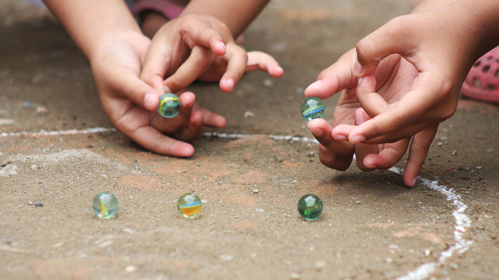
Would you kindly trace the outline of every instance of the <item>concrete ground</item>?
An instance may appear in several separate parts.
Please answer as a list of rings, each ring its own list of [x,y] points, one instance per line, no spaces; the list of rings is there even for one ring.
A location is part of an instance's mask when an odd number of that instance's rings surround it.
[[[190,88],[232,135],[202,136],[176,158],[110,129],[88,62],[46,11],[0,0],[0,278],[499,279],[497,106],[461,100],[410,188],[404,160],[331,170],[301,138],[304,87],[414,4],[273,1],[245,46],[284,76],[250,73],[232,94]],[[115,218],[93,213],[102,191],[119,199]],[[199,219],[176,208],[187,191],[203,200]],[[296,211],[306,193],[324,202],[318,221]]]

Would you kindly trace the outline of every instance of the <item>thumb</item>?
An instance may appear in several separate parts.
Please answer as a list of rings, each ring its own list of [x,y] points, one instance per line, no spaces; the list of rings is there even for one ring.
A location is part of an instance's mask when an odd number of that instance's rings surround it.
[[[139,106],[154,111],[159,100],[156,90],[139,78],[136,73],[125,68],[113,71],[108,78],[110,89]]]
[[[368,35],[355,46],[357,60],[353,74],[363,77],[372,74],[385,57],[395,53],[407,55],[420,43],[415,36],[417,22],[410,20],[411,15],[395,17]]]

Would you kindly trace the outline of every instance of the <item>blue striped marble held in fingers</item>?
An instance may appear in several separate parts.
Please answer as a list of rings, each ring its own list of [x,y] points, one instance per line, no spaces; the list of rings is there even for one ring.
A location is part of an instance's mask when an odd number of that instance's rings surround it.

JOB: Take the line with "of the <item>thumb</item>?" and all lines after it to the last line, and reproduce them exactly.

EXERCISE ANSWER:
Would you kindly trace the outline of every instance of the <item>thumb</item>?
An instance may appear in several separate parts.
Please answer as a list of rings, each ring its own list of [x,y] points, one instance per line, no spaces; the list of rings is there even for one ring.
A location is part of an instance's mask when an odd number of that instance's rings surround it.
[[[139,106],[154,111],[159,100],[156,90],[139,78],[136,73],[125,68],[113,71],[108,78],[110,89]]]
[[[368,35],[355,46],[357,60],[353,74],[363,77],[372,74],[385,57],[395,53],[407,55],[420,43],[415,36],[417,22],[410,20],[411,15],[395,17]]]

Would you kindly trace the outline of every instance of the <item>blue striped marble held in fingers</item>?
An instance may appear in several separate parts.
Please answer as a list of rings, each ring its own list of [x,y] points, one instance per line, no spaces; the list of rings is there even for one ring.
A location is part of an instance's mask when an odd number of that instance's rings surround it.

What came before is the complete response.